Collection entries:
━━━━━━━━━━━━━━━━━━━━━━━━━━━━━━
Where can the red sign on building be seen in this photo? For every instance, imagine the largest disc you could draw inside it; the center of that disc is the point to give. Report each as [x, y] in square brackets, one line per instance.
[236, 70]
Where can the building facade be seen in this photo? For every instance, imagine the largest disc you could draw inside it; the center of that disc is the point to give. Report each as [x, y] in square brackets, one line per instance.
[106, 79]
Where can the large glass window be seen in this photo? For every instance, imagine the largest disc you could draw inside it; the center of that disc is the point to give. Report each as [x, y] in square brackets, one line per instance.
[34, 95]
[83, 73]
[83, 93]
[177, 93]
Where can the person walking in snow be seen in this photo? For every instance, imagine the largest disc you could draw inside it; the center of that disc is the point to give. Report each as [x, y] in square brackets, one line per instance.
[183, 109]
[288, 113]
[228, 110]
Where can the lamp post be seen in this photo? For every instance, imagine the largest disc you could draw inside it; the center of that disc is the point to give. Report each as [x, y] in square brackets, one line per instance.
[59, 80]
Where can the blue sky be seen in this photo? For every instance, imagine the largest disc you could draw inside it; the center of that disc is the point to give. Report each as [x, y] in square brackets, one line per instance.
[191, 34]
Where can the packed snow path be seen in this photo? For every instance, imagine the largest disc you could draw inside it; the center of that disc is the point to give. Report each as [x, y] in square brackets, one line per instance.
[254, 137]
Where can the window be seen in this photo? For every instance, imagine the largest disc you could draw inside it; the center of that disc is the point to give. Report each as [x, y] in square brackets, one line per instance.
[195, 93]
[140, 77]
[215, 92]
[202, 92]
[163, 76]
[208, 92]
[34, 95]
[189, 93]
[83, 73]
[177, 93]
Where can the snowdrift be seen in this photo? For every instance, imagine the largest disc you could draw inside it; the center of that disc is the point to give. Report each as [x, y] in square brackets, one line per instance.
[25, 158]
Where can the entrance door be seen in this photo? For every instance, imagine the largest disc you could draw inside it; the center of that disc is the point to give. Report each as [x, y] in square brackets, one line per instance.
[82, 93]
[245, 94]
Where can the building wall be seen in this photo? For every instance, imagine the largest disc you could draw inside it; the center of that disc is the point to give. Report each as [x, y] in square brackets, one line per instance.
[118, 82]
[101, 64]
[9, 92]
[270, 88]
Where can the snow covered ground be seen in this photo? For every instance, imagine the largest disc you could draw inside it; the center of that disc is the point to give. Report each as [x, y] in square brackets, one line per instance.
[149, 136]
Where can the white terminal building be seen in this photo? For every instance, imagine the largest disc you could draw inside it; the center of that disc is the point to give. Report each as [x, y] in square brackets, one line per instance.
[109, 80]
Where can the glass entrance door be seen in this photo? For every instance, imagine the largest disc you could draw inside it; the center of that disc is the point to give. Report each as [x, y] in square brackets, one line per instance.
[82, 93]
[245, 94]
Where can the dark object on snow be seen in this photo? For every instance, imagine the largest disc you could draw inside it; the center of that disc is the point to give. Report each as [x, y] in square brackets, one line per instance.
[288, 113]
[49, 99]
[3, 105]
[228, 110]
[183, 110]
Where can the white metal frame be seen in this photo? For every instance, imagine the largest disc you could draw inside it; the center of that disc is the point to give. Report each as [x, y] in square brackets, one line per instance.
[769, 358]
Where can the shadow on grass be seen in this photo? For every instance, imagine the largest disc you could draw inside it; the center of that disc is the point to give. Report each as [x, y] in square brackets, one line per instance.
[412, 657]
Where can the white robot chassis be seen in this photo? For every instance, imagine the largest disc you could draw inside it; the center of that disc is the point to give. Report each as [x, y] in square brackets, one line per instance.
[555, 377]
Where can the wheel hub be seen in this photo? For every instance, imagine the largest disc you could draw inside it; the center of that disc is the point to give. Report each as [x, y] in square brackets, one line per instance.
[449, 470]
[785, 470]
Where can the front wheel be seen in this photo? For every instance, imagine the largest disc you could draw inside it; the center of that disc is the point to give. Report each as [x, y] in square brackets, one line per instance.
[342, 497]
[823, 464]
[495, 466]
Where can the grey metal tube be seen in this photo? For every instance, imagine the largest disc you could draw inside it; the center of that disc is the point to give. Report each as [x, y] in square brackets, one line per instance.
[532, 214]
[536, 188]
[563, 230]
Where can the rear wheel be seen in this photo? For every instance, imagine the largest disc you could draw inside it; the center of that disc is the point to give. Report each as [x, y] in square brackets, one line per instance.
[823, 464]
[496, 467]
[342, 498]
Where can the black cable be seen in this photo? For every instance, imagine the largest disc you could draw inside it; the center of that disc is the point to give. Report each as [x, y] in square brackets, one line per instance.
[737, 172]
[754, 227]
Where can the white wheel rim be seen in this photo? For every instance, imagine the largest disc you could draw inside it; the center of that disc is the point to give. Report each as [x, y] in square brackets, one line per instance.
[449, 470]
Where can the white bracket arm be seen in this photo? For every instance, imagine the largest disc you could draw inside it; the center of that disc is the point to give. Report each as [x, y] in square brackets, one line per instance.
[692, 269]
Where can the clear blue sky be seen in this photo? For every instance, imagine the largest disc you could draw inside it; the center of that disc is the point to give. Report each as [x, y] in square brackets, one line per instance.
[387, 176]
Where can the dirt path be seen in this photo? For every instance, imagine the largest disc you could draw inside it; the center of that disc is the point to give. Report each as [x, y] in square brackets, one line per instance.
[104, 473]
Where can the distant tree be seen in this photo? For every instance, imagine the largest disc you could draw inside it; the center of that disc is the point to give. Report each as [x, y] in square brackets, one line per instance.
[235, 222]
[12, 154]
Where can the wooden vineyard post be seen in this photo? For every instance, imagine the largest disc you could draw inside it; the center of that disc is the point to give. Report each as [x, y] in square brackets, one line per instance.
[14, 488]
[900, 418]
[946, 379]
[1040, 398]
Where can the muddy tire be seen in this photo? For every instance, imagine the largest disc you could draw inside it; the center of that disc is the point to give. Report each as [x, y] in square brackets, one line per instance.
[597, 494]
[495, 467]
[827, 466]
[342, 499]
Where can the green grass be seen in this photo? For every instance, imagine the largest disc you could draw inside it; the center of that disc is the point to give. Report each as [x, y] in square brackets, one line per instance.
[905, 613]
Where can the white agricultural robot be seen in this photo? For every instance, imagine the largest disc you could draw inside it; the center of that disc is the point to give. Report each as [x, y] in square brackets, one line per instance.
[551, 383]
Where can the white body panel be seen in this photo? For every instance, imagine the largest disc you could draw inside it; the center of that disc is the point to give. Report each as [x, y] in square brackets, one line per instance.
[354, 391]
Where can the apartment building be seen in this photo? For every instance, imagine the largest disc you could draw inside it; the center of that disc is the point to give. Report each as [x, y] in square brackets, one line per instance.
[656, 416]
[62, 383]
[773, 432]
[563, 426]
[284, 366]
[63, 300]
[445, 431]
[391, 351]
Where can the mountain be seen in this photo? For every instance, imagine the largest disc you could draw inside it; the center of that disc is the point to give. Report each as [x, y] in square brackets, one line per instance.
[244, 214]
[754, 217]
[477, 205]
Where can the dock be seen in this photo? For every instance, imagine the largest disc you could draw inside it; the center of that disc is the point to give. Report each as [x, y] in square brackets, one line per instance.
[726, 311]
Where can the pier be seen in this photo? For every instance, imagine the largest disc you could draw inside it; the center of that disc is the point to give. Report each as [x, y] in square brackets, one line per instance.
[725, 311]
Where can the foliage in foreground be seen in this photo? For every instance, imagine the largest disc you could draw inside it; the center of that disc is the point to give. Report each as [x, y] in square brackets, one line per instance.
━━━━━━━━━━━━━━━━━━━━━━━━━━━━━━
- _TASK STATEMENT_
Show the data once more, exactly as it was written.

- _EXPECTED OUTPUT_
Where can the red sign on building be seen in this photo? For every instance, imagine the largest disc you could draw inside it; the center of that disc is the point to give. Report each as [x, y] in square brackets, one line per instance.
[236, 70]
Where can the building facade be seen in this photo? For every instance, imagine the largest disc you could draw inside it; the center of that disc is the point to give. Report each as [x, y] in square brackets, one line per instance.
[106, 79]
Where can the large glass window be seen in this photo? For every instance, imagine the largest disc you could draw inside it; the center of that disc is the point to give. Report each as [x, y] in square brackets, one line per instance.
[34, 95]
[83, 73]
[83, 93]
[177, 93]
Where can the person walking in snow be seen in this photo? For every instance, imagine the largest disc you could draw inside it; the center of that disc is the point to give. Report each as [x, y] in square brackets, one line per instance.
[183, 109]
[288, 113]
[228, 110]
Where can the lamp post be seen in this photo? For every instance, imagine the largest disc you could draw inside it; the center of that disc is the point to give. Report each as [x, y] in square brackets, one line per instance.
[59, 80]
Where can the blue sky be seen in this photo? For every instance, imagine the largest disc you could draw inside it; the center of that disc is the point to give. Report each as [x, y] in square brackets, one line per instance.
[191, 34]
Where can the packed snow path be seen in this photo? For every instance, imagine the largest disc you could draw inside it; the center of that disc is the point to give. Report each as [x, y] in square brackets, one line per instance.
[254, 137]
Where can the window be seen in this photo? For every instance, imagine the largest disc you could draw inside it; the center of that disc is the point to give. Report each as [x, y] in square brackets, one line per instance.
[195, 93]
[140, 77]
[215, 92]
[202, 92]
[163, 76]
[208, 92]
[34, 95]
[189, 93]
[83, 73]
[177, 93]
Where can the snowdrift be seen in this photo? For every instance, imagine the largest disc you could draw inside it; the center of that disc is the point to give. Report each as [x, y] in square brackets, one line per instance.
[25, 158]
Where can the entrance door be seen in this photo? For every instance, imagine the largest disc you could draw inside it; the center of that disc is the point to give. Report each as [x, y] in square brackets, one line per instance.
[82, 93]
[245, 94]
Where can the building wall be seen in this photo? For every instance, imagine the largest disc you could draw inside it; the center of that disc is the point to give. Report each as [x, y] in square brackets, one line per instance.
[118, 82]
[101, 64]
[9, 92]
[270, 88]
Where can the snow covered ground be seen in this photo? For every instance, imagine the largest disc you could draw inside it; the center of that disc is the point to give. Report each as [x, y] in square brackets, one line per instance.
[149, 136]
Where can the white terminal building be seen in this photo? For every instance, imagine the largest disc you could draw inside it; the center of that disc is the point to give. Report each as [x, y] in square brackets, one line per instance.
[109, 80]
Where can the glass entrance door be seen in this photo? For every instance, imagine the largest disc you could draw inside it; the center of that disc is the point to give. Report each as [x, y] in square brackets, one line per instance.
[82, 93]
[245, 94]
Where can the dark object on snow be seen in this photo? For every instance, imagine the largest disc you could draw inside it; the center of that disc is the point to give. Report each as [x, y] in square brackets, one line per instance.
[288, 113]
[49, 99]
[3, 105]
[228, 110]
[183, 110]
Where can the white metal frame be seen in this photo? For every instance, imagine the largest disc you could draw inside it; the center of that disc is the point to give. Report each as [x, y] in square brackets, one line per instance.
[769, 358]
Where can the shadow on grass be seen in this photo? For every instance, imagine the largest disc you could draw inside it; the center of that disc is the point to give. Report each as [x, y] in square brackets, one line per instance.
[412, 657]
Where can the white robot chassis be seen in this photo? For every instance, imagine the largest disc you could draw inside it; the center of that disc is the point to give. Report each as [x, y] in square brackets, one line per instance.
[555, 377]
Where can the wheel hub be seen in this photo? For every instance, imagine the largest disc you could draw inside it; the center of that disc is the point to give. Report each as [x, y] in square brackets, one line per instance.
[449, 470]
[785, 470]
Where can the front wheel be seen in this photo? For every instance, imagine the largest disc you could draw inside it; the center of that disc is the point to give. Report each as [x, y] in square brackets, one line per instance.
[342, 497]
[823, 464]
[495, 466]
Where can the grey metal tube be seen in this photo? For every instance, imagine the largest disc you could draw inside it; the center of that disc is the point to give. Report each as [x, y] in square brackets, one line per instance.
[532, 214]
[536, 188]
[563, 230]
Where can the rear wheel be seen in this photo? For every instance, imagine the largest disc you could draw inside it; the center of that disc is the point to give. Report each as [x, y] in square brackets, one line per instance.
[823, 464]
[496, 467]
[342, 498]
Where can the black cable be seen in this photo? For every instance, imagine the largest disc you could draw inside it; the center of that disc is the point to give. Report each as [x, y] in square brackets, one line per instance.
[737, 172]
[754, 227]
Where can the white wheel rim be seen in this photo? For every instance, imagine the largest disc you could draw inside it; the center of that disc is the point to give. Report each as [x, y] in square brackets, one line per instance.
[449, 470]
Where can the white bracket arm be seen in this photo? For every instance, imagine the largest disc you could draw inside it; the center of that disc is the point to give. Report each as [x, y] in square brackets, one line per instance.
[692, 269]
Where can the clear blue sky be seen in this photo? For every instance, imagine the largest disc you could draw inside it; the center of that disc is the point to give. Report each as [x, y] in square brackets, one line per instance.
[387, 176]
Where can the dirt path be seen in this photo? For every instance, imagine the largest disc you could draw inside it; the center of that disc is the point to give. Report each as [x, y] in square brackets, one line per instance.
[104, 473]
Where can the distant tree be seen in this photo? For every instance, imagine the largest disc you could draw inside it; the center of that disc is the point to give. Report each as [x, y] in square brackets, one line per instance.
[235, 222]
[12, 154]
Where can the wooden vineyard post be seen in this photo? For every instance, imagine the largest disc you could draw inside it; the center of that disc is the point to give. Report each as [x, y] in square brackets, one line per instance.
[14, 488]
[900, 418]
[946, 379]
[1040, 398]
Where can the muddy tire be seen in this photo? For every instance, imagine the largest disc you could draw inside it; the center of that disc is the point to give. Report each as [x, y] in square brackets, one line per instance.
[597, 494]
[495, 467]
[827, 466]
[342, 499]
Where can the green grass be seen in this photo? For every instance, imagine the largest disc you could draw inside it; the center of that disc is the point to give. Report each as [x, y] in square brackets, one line per instance.
[905, 613]
Where can the white agricultural robot be seen in this photo? For every instance, imagine the largest disc you could draw inside it; the center of that disc is the point to give. Report each as [x, y] in square brackets, one line per instance.
[551, 383]
Where can the white body panel be seen in this photo? For every instance, imagine the largest disc you could draw inside it; the center of that disc is the point to give. Report each as [x, y] in square brackets, one line per instance.
[354, 391]
Where can the apartment building be seen in this photo? For every instance, imagine the largest disc you could draw inside it; the center of that disc is the point to give. Report each as [x, y] in square brackets, one line per instance.
[656, 416]
[62, 383]
[773, 432]
[563, 426]
[284, 366]
[63, 300]
[445, 431]
[391, 351]
Where can the mountain be seen in this photo? For every instance, imagine the largest disc you could draw inside it; the center of that disc is the point to give. Report each as [x, y] in square brackets, one line per instance.
[244, 214]
[754, 217]
[477, 205]
Where can the dock be seen in this photo? For every instance, imagine the largest disc you could draw inside it; the center of that disc is the point to give. Report each as [x, y] in square brackets, one line per instance.
[726, 311]
Where can the pier be seen in this photo? For every instance, imagine the largest disc you could draw inside it; the center of that disc is the point to give. Report each as [x, y] in square brackets, one line per instance.
[725, 311]
Where can the foliage in foreground be seen in this photo? For every instance, imagine the largest disc you could draw inside it; the center of that disc is the point to give. Report each as [x, y] in square brackets, one line per instance.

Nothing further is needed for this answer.